LISTING start

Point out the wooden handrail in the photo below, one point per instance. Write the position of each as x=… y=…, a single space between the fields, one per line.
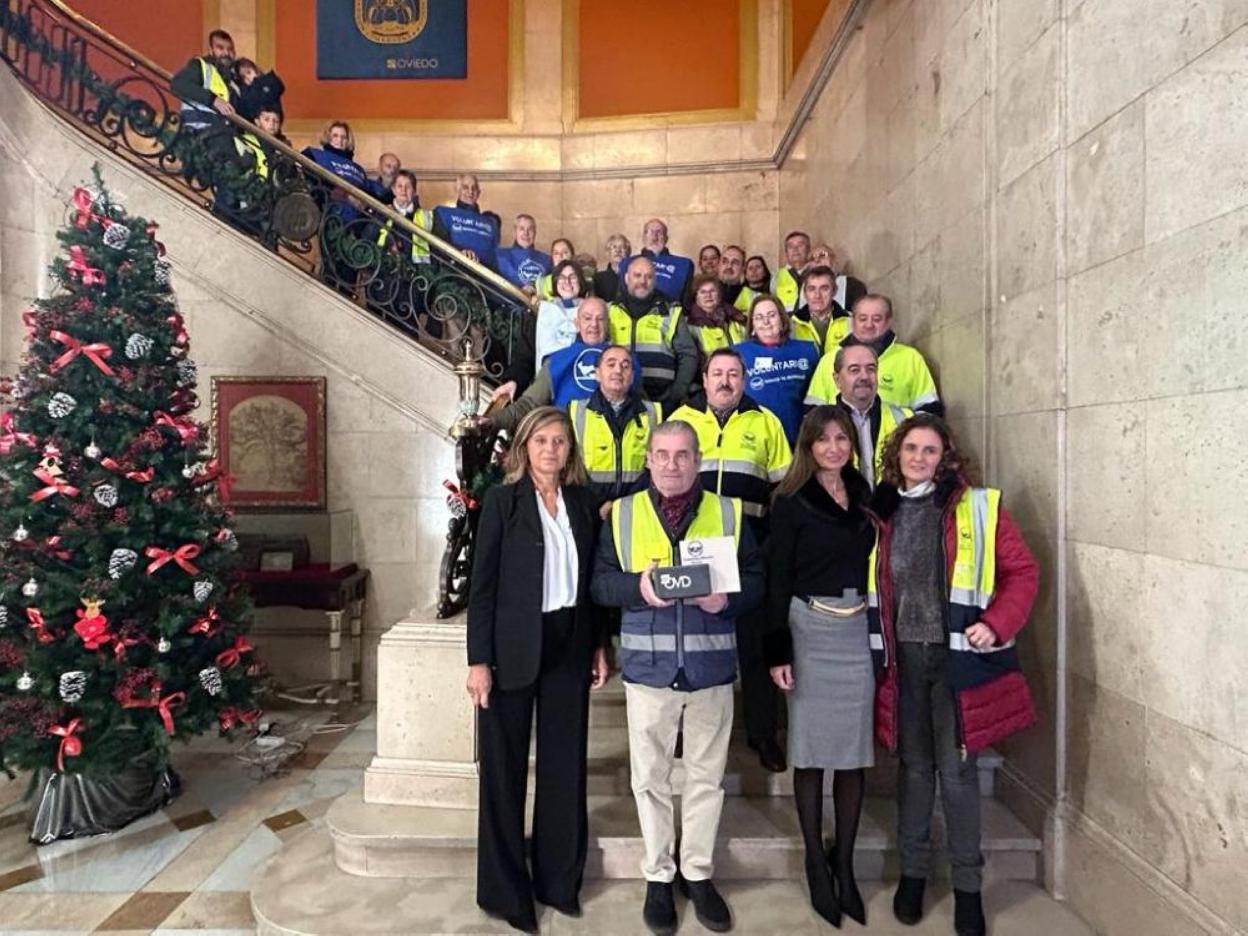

LISTING end
LISTING start

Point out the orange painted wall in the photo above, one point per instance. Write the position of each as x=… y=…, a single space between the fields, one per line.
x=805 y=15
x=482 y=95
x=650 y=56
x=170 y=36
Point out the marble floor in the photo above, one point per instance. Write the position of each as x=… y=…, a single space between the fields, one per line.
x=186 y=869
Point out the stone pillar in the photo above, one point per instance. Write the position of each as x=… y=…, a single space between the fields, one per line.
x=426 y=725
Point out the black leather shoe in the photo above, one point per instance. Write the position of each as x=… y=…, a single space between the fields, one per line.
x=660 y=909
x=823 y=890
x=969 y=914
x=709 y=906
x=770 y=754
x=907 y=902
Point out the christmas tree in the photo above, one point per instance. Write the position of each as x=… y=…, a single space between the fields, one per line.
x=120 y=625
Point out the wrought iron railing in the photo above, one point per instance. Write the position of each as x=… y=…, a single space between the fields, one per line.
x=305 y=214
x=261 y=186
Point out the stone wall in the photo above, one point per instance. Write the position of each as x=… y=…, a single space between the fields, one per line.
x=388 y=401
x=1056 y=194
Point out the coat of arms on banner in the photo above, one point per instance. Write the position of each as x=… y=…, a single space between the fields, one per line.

LISTING end
LISTING start

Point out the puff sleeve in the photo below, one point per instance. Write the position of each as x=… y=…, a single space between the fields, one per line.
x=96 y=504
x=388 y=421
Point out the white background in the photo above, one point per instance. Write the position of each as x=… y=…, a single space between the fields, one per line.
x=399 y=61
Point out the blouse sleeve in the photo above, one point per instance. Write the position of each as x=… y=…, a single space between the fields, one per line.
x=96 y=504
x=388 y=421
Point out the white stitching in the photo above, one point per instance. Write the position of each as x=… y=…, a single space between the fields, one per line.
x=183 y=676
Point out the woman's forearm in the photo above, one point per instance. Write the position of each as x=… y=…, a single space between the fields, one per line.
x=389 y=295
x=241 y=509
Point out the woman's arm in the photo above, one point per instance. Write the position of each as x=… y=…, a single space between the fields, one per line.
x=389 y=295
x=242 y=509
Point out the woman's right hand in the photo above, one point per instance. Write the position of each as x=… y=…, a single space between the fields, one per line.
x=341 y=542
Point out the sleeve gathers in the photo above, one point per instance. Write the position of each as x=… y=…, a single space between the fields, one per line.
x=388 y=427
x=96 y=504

LISTING end

• INSTRUCTION: Rewrite the rows in the stretch from the one containing "Point out the woman's forearm" through the one containing "x=241 y=509", putting "woman's elbow" in place of "woman's forearm" and keeping everything else the same.

• WORKED ANSWER:
Point out the woman's elbow in the photo above, one point per instance. Write the position of each as x=… y=…, a single space between the fields, one per line.
x=389 y=295
x=241 y=509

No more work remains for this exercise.